◆ TASK DESCRIPTION:
Write out each of the following entries again, substituting "rectangle" for "bounding box" wherever it occurs and leaving everything else unchanged.
:: ROWS
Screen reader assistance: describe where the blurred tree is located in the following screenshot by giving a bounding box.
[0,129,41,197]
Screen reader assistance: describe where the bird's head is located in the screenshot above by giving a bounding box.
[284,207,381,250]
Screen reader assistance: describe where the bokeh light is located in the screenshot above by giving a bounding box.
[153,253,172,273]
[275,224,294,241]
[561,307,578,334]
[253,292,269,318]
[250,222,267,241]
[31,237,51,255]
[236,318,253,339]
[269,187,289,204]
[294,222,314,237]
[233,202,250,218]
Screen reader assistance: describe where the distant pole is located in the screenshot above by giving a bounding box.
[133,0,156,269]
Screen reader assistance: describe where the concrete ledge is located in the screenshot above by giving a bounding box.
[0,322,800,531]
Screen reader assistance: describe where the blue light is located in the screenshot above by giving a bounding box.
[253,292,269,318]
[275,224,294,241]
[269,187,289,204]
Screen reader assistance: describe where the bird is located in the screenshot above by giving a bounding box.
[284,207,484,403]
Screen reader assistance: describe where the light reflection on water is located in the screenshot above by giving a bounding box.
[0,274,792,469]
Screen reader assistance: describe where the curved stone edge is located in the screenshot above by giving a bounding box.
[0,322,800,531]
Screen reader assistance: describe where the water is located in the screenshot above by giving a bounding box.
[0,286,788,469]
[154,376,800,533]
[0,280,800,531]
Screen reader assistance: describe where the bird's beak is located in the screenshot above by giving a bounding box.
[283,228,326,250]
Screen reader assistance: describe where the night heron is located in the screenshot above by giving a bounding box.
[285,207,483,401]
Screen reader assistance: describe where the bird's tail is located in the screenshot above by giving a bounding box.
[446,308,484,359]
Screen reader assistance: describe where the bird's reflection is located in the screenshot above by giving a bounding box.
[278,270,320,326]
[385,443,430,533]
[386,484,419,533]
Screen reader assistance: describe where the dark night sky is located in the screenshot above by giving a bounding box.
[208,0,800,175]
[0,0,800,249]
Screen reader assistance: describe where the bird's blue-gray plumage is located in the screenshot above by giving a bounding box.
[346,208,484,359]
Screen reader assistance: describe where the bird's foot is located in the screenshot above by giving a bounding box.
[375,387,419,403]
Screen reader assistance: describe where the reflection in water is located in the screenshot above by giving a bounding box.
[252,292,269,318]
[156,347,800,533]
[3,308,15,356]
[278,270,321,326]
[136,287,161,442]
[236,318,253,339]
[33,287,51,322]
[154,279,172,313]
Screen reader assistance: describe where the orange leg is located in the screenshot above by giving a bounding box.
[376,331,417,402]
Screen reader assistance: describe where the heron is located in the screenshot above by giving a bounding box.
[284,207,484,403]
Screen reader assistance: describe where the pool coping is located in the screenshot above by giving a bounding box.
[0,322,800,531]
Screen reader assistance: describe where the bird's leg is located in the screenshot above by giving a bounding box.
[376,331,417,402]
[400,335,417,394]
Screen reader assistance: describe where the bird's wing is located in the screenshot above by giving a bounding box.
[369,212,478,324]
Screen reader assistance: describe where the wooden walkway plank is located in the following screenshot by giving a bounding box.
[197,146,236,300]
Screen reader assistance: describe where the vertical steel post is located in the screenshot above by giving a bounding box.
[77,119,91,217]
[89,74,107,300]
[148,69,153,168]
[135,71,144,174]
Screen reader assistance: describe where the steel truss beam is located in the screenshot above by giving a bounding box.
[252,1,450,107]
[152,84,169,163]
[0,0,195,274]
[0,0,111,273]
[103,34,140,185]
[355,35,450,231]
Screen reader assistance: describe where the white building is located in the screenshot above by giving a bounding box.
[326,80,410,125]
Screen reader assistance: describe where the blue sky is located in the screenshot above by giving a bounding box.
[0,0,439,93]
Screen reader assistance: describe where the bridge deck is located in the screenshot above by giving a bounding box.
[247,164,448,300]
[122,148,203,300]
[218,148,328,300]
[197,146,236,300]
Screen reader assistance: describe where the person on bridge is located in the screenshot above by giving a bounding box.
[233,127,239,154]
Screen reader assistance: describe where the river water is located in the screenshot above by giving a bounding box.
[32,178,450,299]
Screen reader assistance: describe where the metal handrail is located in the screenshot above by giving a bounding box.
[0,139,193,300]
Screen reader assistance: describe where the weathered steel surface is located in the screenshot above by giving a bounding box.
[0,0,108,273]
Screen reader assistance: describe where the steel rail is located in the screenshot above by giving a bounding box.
::::
◆ OUTPUT BELOW:
Screen reader assistance: describe where the blurred tree is located in the following screenshot by giving a rectangle.
[0,129,41,197]
Screen reader assistance: describe where the bird's head is located in the screenshot above by giving a rectangle.
[284,207,381,250]
Screen reader assistance: describe where the bokeh light is located in the screenshot above by giving a rectangle.
[153,253,172,273]
[275,224,294,241]
[561,307,578,334]
[253,292,269,318]
[250,222,267,241]
[31,237,51,255]
[236,318,253,339]
[269,187,289,204]
[294,222,314,237]
[233,202,250,218]
Screen reader assistance: describe where the distant pole is located in the screenshot above by giving a rectangle.
[133,0,156,269]
Screen reader assistance: describe where the concrete ledge is located in the screenshot above by giving a rectangle.
[0,322,800,531]
Screen reader assistance: describe where the blue light is located in the screenshot above by giving a rectangle.
[253,292,269,318]
[275,224,294,241]
[269,187,289,204]
Screen reader assistance: describe where the bird is located in the screenshot above by giving a rectangle.
[284,207,484,403]
Screen reader assistance: describe where the light reflection on water is located in the screenshot above by giving a rectangle.
[0,274,792,469]
Screen reader assistance: describe where the curved stone edge is located in the screenshot above by giving a rectangle.
[0,322,800,531]
Screen reader assistance: describe where the water is located in the screenshot above by giving a rectangle.
[0,286,788,469]
[154,376,800,533]
[0,280,800,531]
Screen reader assistance: describe where the bird's beak is located in the screenshot above by giving a rectangle.
[283,228,326,250]
Screen reader assistance: describe where the night heron is located in the screenshot above by giving a rectangle.
[285,207,483,401]
Screen reader assistance: describe where the bird's tail is located in the screenshot above by giving a rectangle.
[446,308,484,359]
Screen reader assistance: describe where the bird's reflection is located in the screenshot above by giving a rectangle.
[278,270,320,326]
[385,443,430,533]
[386,484,419,533]
Screen reader assistance: describe where the dark night sky is located in the screenshot above by giving a rectangle.
[208,0,800,175]
[0,0,800,249]
Screen reader assistance: describe where the bird's blue-gray plumage is located in the screenshot above by giving a rectangle.
[346,208,484,359]
Screen reader assistance: describe where the bird's foot is located in the screenshot above by giving a rectangle.
[375,387,419,403]
Screen reader assistance: describe where the reflection in water is located in the screenshot above by giving a rectangle.
[252,292,269,318]
[156,347,800,533]
[3,308,15,356]
[278,270,321,326]
[136,287,161,442]
[236,318,253,339]
[33,287,51,322]
[154,279,172,313]
Screen reader assistance: describe where the orange leg is located in the screenshot above by giving a rectangle.
[376,331,417,402]
Screen reader assistance: describe where the heron is located in the screenshot above by giving a rectangle.
[284,207,484,403]
Screen reader assistance: describe where the pool coping is located in the screenshot above by giving a rectangle.
[0,322,800,531]
Screen reader assistance: describe where the bird's leg is located in the screenshot above by giving a rectangle.
[376,331,417,402]
[400,335,417,394]
Screen reader assistance: describe where the bird's wing is located in the screenshot above by giving a rectangle.
[369,212,478,324]
Screen reader assistance: describe where the wooden walkway plank is located in the following screenshot by giving a rectangle.
[197,146,236,300]
Screen reader assistance: describe where the vertical steel post is located in the screenshot above by giving a rectangle.
[77,119,91,217]
[89,74,107,300]
[148,69,153,168]
[135,71,144,174]
Screen reader assistance: describe where the steel truss beam is located in the screenshot above by giving a rectangle.
[252,1,450,107]
[152,84,169,163]
[0,0,195,274]
[0,0,111,273]
[103,34,140,185]
[355,35,450,231]
Screen reader assistance: describe where the white building is located in the screenshot above by giving a rectangle.
[326,80,410,125]
Screen reader assistance: describe where the blue sky is located in the screenshot above by giving a rectangle.
[0,0,439,93]
Screen reader assistance: describe where the bridge deck is located in the screenshot above by giving a rectangle.
[247,164,448,300]
[122,148,203,300]
[218,148,328,300]
[197,146,236,300]
Screen reader assistance: describe where the person on bridge is located in the screenshot above by giving a rectangle.
[233,127,239,154]
Screen reader assistance: describe where the river water is located in the screenshot above by giving a rectangle.
[32,178,450,299]
Screen reader assistance: describe where the metal handrail is located in the screenshot above by giving a rectangle.
[0,139,193,300]
Screen reader assistance: describe where the weathered steel surface is located in the screenshot above by giving a rectangle.
[0,0,108,273]
Screen reader assistance: describe where the steel rail is located in the screenshot above by giving a rectangle.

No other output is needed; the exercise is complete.